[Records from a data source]
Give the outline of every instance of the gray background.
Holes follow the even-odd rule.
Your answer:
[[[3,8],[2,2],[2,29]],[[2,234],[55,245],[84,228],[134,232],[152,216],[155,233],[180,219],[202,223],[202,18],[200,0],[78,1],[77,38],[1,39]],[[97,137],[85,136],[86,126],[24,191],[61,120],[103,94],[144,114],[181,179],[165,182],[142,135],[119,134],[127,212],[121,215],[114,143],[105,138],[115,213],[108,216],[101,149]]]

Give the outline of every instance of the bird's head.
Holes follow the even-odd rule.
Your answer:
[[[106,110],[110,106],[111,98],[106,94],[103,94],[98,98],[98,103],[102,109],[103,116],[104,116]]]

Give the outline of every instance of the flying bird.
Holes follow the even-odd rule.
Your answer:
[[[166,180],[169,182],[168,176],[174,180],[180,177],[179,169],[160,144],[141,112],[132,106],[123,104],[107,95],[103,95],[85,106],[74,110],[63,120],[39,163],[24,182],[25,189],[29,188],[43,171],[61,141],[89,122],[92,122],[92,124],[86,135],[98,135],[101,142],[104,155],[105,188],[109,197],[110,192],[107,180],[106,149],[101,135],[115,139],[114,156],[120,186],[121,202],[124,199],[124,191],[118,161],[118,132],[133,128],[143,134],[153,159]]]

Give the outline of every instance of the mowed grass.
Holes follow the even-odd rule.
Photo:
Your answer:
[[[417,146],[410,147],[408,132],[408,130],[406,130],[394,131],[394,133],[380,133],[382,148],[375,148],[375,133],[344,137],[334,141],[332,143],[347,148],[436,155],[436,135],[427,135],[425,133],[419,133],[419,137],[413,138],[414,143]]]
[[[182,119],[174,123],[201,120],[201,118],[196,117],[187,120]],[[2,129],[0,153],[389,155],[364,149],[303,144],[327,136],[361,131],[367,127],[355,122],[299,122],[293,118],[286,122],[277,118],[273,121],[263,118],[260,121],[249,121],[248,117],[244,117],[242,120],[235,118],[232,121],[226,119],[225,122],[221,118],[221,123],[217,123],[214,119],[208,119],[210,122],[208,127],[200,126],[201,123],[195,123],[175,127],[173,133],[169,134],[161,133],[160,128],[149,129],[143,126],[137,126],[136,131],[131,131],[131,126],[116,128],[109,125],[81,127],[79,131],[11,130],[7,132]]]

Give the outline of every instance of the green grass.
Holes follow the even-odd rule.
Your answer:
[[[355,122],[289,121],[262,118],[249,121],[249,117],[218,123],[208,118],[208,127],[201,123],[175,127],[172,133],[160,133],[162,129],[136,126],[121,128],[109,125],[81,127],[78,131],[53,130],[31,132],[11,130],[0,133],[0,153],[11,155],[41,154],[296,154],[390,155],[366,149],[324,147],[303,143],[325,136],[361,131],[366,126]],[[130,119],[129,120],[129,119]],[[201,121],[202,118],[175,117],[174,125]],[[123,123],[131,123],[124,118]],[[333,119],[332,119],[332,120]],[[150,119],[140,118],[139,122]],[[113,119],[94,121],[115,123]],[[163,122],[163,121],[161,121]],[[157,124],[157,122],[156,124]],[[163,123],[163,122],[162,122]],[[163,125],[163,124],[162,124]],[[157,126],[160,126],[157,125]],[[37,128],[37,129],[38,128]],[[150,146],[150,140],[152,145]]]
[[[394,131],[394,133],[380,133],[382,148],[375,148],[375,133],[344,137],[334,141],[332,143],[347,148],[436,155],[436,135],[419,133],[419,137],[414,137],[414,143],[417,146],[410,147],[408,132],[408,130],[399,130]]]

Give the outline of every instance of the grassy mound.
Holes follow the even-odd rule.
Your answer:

◆ Aim ◆
Output the line holding "Give the outline of every instance of the grassy", then every later line through the end of the records above, exactly as given and nothing else.

◆ Solution for this problem ◆
Give the outline of every instance of the grassy mound.
Holes follow the even-odd rule.
Your answer:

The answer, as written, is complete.